→ Source data:
>> begin
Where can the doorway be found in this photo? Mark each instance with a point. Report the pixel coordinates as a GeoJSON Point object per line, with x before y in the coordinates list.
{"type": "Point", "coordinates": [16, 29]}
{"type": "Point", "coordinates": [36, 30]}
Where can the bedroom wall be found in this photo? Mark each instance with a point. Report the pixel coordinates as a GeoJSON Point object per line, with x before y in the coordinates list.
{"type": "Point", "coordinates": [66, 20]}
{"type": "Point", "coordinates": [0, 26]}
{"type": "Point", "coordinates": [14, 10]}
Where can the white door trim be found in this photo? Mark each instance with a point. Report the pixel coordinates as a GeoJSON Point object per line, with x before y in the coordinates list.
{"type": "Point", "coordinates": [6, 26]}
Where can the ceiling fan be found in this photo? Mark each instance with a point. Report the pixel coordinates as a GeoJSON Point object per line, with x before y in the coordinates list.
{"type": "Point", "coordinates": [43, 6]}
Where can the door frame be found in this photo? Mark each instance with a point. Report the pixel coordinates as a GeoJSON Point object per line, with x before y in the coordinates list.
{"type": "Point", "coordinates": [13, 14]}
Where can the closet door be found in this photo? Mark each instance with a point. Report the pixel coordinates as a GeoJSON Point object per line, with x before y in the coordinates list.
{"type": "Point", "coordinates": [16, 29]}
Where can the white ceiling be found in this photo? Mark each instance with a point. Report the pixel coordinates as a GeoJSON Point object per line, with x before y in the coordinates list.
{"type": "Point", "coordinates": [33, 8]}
>> end
→ Set task:
Repeat, without changes, every line from the one that contains "Where can the closet" through the final line of the data.

→ Result:
Where can the closet door be found in this photo? Mark each instance with a point. Report the pixel coordinates as a GeoJSON Point object per line, with x before y in the coordinates list.
{"type": "Point", "coordinates": [16, 29]}
Where can the white ceiling be found in this photo? Mark each instance with a point. Report the pixel coordinates as a GeoJSON Point object per line, with x before y in the coordinates list.
{"type": "Point", "coordinates": [33, 8]}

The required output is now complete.